Directions for this task:
Your response should be a copy of each line in the listing below that includes the word "tail".
_ _ _
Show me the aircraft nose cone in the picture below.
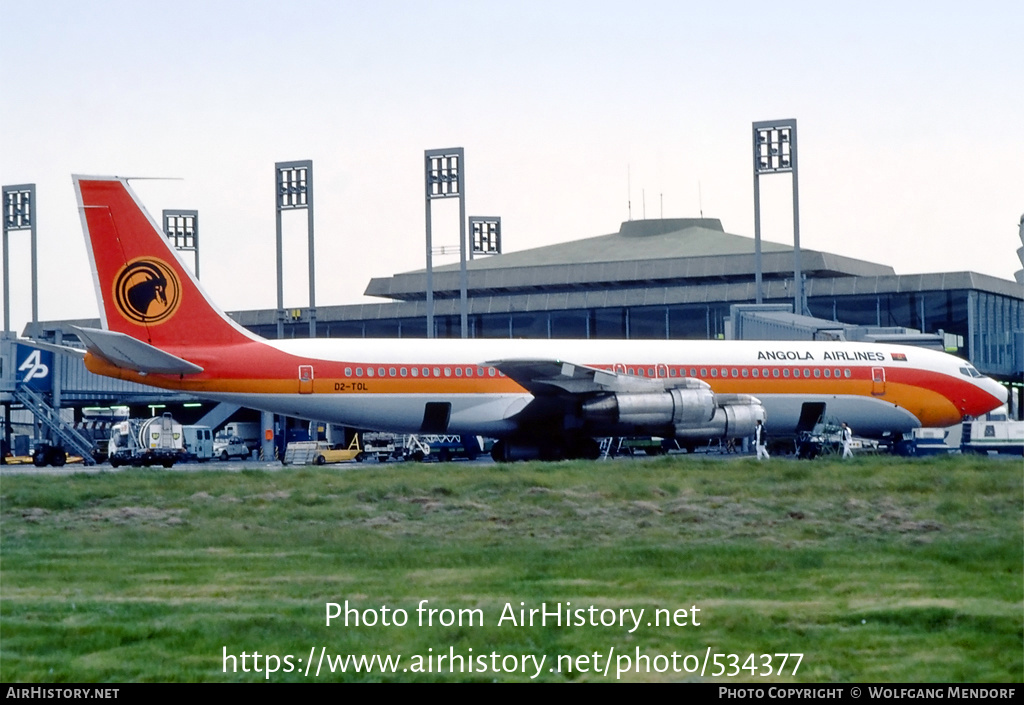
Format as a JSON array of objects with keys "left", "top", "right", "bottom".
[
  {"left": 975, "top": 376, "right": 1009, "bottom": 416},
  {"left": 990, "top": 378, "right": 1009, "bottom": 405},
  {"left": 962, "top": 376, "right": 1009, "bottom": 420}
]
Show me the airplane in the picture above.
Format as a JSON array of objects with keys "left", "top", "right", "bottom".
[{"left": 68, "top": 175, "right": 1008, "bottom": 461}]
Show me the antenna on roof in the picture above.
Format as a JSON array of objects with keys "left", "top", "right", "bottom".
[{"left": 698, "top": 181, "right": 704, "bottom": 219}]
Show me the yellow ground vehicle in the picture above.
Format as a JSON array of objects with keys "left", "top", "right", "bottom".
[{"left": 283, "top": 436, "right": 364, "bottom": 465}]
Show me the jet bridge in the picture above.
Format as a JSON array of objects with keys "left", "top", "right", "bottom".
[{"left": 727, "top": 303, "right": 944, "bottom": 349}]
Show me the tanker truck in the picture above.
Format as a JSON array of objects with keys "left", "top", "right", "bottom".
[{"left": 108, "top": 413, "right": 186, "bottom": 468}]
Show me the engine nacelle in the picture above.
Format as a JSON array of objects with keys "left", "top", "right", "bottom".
_ _ _
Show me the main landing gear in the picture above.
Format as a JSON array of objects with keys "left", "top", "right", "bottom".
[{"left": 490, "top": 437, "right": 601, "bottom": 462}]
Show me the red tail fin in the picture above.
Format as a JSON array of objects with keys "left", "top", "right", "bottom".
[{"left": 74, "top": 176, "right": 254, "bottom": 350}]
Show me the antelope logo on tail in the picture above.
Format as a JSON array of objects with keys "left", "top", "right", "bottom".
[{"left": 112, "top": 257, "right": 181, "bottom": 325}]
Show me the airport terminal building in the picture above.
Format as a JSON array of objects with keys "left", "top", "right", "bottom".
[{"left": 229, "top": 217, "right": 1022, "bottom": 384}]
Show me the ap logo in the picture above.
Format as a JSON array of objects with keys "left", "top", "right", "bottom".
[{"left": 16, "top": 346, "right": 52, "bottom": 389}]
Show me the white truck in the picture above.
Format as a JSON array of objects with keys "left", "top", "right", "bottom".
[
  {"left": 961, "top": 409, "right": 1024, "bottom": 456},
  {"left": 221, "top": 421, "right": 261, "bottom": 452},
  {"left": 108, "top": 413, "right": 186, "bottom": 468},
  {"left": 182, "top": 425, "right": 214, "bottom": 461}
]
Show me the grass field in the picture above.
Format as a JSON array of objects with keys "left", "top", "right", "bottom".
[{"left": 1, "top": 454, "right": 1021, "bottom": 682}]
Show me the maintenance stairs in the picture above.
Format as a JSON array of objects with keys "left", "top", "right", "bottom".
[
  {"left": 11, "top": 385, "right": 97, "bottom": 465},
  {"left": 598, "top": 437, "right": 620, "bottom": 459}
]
_ _ _
Exercise result:
Show me the red tail fin in the picture above.
Show me the antelope logo on tail in the picture above.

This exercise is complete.